[WHAT THIS TASK INVOLVES] Retype all the lines below word for word, leaving out the pictures.

[PROVIDED INFORMATION]
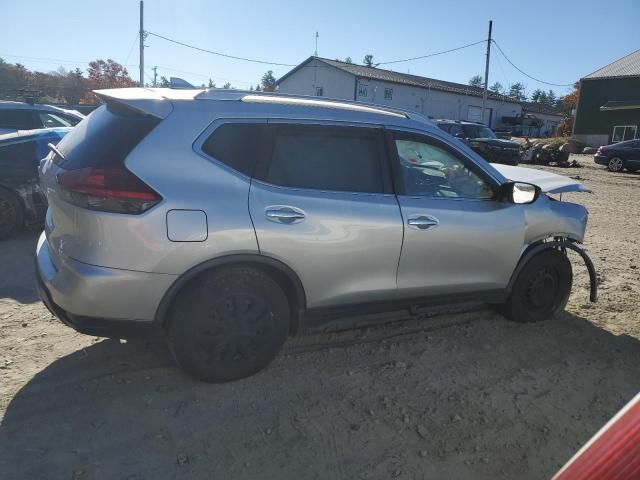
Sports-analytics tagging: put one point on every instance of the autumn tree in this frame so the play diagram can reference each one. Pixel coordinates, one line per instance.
(476, 81)
(268, 82)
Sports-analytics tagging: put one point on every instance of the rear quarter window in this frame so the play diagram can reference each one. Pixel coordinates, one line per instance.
(104, 138)
(237, 145)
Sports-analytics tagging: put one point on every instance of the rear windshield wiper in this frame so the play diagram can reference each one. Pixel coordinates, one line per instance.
(56, 150)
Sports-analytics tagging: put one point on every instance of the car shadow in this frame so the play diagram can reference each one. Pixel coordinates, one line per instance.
(121, 410)
(17, 282)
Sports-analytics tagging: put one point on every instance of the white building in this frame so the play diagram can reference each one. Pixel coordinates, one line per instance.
(430, 97)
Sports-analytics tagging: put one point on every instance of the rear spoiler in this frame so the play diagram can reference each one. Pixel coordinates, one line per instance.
(141, 100)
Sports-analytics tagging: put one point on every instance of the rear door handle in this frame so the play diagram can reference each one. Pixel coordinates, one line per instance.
(284, 214)
(422, 222)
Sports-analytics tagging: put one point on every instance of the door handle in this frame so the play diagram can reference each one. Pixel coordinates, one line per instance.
(422, 222)
(287, 215)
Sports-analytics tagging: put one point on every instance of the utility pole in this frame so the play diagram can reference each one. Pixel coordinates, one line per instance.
(141, 35)
(486, 72)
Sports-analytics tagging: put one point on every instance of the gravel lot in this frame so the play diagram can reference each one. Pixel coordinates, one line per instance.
(461, 394)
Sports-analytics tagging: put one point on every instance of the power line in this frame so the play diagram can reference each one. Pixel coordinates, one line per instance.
(131, 49)
(526, 74)
(433, 54)
(220, 54)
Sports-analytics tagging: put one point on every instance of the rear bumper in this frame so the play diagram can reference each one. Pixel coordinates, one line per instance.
(99, 327)
(601, 159)
(98, 300)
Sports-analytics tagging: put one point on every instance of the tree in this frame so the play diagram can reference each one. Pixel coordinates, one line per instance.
(268, 82)
(516, 91)
(476, 81)
(497, 88)
(552, 99)
(535, 96)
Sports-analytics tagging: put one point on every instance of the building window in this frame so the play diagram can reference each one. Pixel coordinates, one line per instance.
(624, 132)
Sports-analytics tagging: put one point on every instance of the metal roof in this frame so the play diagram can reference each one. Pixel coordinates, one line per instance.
(418, 81)
(627, 66)
(621, 105)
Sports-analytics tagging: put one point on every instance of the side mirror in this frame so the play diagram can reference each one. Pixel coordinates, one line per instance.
(519, 193)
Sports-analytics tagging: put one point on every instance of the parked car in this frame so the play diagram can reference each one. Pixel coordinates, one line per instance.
(285, 211)
(483, 140)
(21, 200)
(620, 156)
(16, 116)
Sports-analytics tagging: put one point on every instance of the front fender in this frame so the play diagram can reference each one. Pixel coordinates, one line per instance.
(548, 218)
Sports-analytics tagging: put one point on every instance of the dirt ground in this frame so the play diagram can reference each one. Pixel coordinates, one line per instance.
(459, 395)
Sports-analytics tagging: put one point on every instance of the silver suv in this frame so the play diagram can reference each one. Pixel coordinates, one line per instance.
(229, 220)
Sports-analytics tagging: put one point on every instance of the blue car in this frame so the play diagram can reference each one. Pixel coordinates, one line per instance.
(21, 200)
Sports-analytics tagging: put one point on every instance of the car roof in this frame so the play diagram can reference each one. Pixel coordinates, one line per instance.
(28, 135)
(148, 100)
(457, 122)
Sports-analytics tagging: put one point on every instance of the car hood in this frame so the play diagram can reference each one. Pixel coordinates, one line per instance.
(548, 182)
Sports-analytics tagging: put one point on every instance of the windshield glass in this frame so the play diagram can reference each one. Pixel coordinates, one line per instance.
(478, 131)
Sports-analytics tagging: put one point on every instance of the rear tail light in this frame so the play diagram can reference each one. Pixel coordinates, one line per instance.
(110, 189)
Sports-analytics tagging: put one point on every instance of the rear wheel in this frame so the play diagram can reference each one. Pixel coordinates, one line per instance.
(615, 164)
(11, 214)
(541, 289)
(228, 324)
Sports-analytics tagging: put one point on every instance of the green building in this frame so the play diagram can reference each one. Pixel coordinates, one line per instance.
(609, 104)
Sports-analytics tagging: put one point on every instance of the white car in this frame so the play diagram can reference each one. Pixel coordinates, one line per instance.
(26, 116)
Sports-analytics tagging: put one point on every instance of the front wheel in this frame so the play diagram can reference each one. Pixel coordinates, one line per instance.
(615, 164)
(541, 289)
(228, 324)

[SOLUTION TO THIS EXERCISE]
Sports-analytics tagging: put one point on every instance of the autumn tree in this frame so the play diagram can reference each one. Pixel coordinates, one line per instance.
(476, 81)
(268, 82)
Sports-analytics tagging: put one point on every instance of the rear quarter window in this frame so the play diagram can reference each one. Pixel coordinates, one line per instance.
(104, 138)
(237, 145)
Sports-analytics tagging: put one point on every instance of the rear windshield wiper in this frame so the play diagram can reference each one. Pixel coordinates, one line per instance.
(56, 150)
Sports-analytics tagging: put one point on every instance of the car shadow in this frame so the play diagram can reference each one. Pixel coordinates, one line per instance.
(121, 410)
(17, 282)
Sports-analytics tagging: put one point on every instance of the white building in this frame so the play diagram can reference each one. Pixel coordinates, one line per instance.
(430, 97)
Sports-analytics tagging: put one point on every instance of the rear spoiler in this frame so the play diagram can reference each one. Pixel coordinates, one line per instance.
(141, 100)
Sports-analytics tagging: put one point on every instance of the rear door handle in this frame so the play diagram can reference each one. Pixel coordinates, one line per instance.
(284, 214)
(422, 222)
Sports-analytics tagging: put one point on every instance of the door handle in this frame so the play diagram can reference each one. Pixel coordinates, one line per instance.
(422, 222)
(287, 215)
Sports-analytics tagging: put one point on every instance of the utility pole in this frame so the play diagram can reference each one. Pixel coordinates, one line per instance.
(141, 35)
(486, 72)
Sports-analytics tagging: put one point on every instance of the gravel lot in this frame so the play diagram can reference each one. Pixel coordinates, one line per instance.
(461, 394)
Sports-analytics tagging: put one point on every instance of the power line in this frame so the play diagram can reference each one. Pixel coordinates, one line per instance.
(131, 49)
(526, 74)
(433, 54)
(220, 54)
Sports-analytics tagging: put one point on every instance of the rear bumper in this frame so the play diagram can reference each one. Pixel coordinates, one line per instance.
(99, 327)
(601, 159)
(98, 300)
Sports-analytics tagging: put one point on every instance of the tree in this frame so the play diagram can reference each one. Pixel coordinates, one line per instance.
(268, 82)
(516, 91)
(476, 81)
(497, 88)
(552, 99)
(535, 96)
Sports-analytics tagging: put one point on every instance of the building window in this frame so the play diagram can reference each one. Pixel coordinates, one line per instance.
(624, 132)
Sports-analytics tagging: put one point on every instance of the metal roof in this frame so the play diagram can reference each one. Pixel coordinates, one line per instance.
(418, 81)
(627, 66)
(621, 105)
Sports-analytics tagging: put one point on every instance of the side mirror in this frame so the play diagram can reference each one. Pixel coordinates, one line per instance.
(519, 193)
Sports-analytics tagging: put one point on every instance of the parked car in this frame so the play diagram can reference each one. Pixel coordinates, one line per instance.
(285, 211)
(483, 140)
(21, 200)
(620, 156)
(16, 116)
Sports-analytics tagging: put one point on every instance of the front fender in this frame so the play diagram can reference each one. Pixel coordinates, one line per instance.
(548, 218)
Sports-analytics tagging: put one point on every instance of the dirt ground in this frame so the play diagram can reference each one. Pixel coordinates, one line per instance.
(459, 395)
Sports-analytics tagging: put one point on every instance of the silver suv in this frame so the play diagram can reference each one. Pixel coordinates, one line per instance.
(229, 220)
Sports-analytics tagging: put one point on every instance of the blue car in this frame so the play diagram can reference each one. Pixel coordinates, one line per instance.
(21, 200)
Sports-analytics tagging: put one point on every instance of the car roof in this frame so the play diagram can reference each one. Pixel coordinates, one line per instance.
(28, 135)
(148, 100)
(457, 122)
Sports-analytics tagging: put one point on every instance of the car hood in this frame so the play diagram can reference each one. Pixel coordinates, one line per instance.
(548, 182)
Sports-analytics tagging: put one point on every instance of the windshield glass in this frame so the play diagram can reference each one. Pixel coordinates, one line per instance.
(478, 131)
Sports-analytics tagging: put one point on every instance of the rear tail light in this frame so the play diagram can reference each one. Pixel coordinates, one line per instance.
(110, 189)
Sports-analytics tagging: put one point on every instance of the rear wheel in this frame so the play diagram can reference each one. Pixel coordinates, one line per instance.
(615, 164)
(11, 214)
(541, 289)
(228, 324)
Sports-analytics tagging: put one point on every instance of the green building in this frame so the play diagram can reference each one. Pixel coordinates, one line per instance.
(609, 104)
Sports-analytics tagging: put one point on every instance of the white car in this frame so the play diagram can reference each one. Pixel coordinates, one line per instance.
(26, 116)
Sports-analytics tagging: put one point on every instance of the front wheel in this frame so the play diagram can reference each one. Pixel coordinates, one line per instance.
(615, 164)
(541, 289)
(228, 324)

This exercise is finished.